[Records contained in a dataset]

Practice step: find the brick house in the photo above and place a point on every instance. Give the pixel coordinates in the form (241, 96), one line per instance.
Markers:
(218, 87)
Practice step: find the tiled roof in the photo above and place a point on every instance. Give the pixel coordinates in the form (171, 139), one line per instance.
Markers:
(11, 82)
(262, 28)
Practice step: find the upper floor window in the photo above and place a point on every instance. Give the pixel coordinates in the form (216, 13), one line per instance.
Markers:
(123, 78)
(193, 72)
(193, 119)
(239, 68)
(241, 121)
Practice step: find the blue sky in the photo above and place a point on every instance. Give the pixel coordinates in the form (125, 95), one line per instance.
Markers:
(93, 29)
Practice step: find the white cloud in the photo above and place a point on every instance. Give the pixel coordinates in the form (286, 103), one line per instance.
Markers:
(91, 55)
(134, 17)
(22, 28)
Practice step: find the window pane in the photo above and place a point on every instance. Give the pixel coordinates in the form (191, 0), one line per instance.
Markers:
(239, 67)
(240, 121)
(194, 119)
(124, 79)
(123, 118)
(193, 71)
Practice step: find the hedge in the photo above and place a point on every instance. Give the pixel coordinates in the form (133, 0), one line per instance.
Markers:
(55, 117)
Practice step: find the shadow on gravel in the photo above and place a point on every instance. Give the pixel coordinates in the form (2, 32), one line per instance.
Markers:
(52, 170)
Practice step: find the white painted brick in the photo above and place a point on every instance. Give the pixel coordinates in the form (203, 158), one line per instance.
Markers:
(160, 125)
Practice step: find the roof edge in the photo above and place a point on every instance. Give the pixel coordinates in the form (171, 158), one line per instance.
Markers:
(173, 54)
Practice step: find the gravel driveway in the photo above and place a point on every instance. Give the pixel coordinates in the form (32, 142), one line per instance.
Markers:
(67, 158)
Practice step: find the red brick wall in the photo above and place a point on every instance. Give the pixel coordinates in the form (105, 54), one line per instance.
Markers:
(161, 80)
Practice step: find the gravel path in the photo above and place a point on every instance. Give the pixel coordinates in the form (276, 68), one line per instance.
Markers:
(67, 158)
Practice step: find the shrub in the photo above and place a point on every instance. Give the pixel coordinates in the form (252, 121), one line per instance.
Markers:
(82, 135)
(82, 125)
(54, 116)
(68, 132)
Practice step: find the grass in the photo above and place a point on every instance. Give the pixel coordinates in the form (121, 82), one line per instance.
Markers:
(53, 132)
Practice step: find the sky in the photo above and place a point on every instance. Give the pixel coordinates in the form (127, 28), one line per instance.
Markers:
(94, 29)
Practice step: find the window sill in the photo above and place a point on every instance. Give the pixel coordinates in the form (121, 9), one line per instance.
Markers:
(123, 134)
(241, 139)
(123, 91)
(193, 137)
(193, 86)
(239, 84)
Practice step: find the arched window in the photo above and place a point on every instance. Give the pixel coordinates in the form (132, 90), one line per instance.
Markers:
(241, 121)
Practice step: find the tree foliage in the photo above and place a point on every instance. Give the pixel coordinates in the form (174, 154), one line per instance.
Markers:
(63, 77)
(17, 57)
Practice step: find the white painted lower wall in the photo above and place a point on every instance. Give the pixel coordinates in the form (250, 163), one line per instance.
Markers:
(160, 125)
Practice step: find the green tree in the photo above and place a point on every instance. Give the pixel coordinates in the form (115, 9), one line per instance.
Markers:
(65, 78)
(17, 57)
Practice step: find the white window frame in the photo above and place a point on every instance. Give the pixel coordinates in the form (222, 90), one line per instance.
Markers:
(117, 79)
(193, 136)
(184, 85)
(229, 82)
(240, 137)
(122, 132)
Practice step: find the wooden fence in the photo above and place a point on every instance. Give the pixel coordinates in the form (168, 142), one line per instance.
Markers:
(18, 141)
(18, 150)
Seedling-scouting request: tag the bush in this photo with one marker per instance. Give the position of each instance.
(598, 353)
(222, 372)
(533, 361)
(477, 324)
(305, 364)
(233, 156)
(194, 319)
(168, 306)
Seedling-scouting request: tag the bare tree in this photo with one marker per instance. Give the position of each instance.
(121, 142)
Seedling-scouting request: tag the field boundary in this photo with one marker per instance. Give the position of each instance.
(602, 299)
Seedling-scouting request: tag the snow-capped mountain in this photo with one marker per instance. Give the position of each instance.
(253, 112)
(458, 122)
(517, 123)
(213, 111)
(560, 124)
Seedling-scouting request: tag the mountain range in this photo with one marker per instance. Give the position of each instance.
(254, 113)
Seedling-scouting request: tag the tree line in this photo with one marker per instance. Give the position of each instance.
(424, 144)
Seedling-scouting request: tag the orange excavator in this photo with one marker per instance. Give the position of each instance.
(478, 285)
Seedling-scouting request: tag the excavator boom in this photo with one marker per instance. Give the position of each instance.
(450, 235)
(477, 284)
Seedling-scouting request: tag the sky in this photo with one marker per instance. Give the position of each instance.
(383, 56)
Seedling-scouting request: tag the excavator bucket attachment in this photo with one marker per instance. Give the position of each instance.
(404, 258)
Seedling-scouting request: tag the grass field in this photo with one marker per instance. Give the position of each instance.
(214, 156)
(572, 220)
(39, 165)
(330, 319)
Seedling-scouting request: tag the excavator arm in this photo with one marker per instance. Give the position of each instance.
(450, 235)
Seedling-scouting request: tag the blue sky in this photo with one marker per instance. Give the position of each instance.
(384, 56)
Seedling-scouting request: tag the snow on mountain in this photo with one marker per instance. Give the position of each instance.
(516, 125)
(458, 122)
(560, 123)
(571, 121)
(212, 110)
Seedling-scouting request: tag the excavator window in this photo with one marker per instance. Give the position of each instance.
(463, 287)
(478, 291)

What is expected »
The expected output is every line of the records in which the string "gravel" appears.

Answer to this exercise »
Practice step: find the shadow on gravel in the photo above and place a point on every instance. Give the pixel coordinates in the form (2, 32), one line per instance.
Practice step: find the gravel driveway in the photo above and place a point on every instance. Give the pixel coordinates in the form (32, 142), one line per instance.
Practice step: find the gravel path in the photo above and place a point on every instance. Give the pixel coordinates in the form (276, 68), one line per instance.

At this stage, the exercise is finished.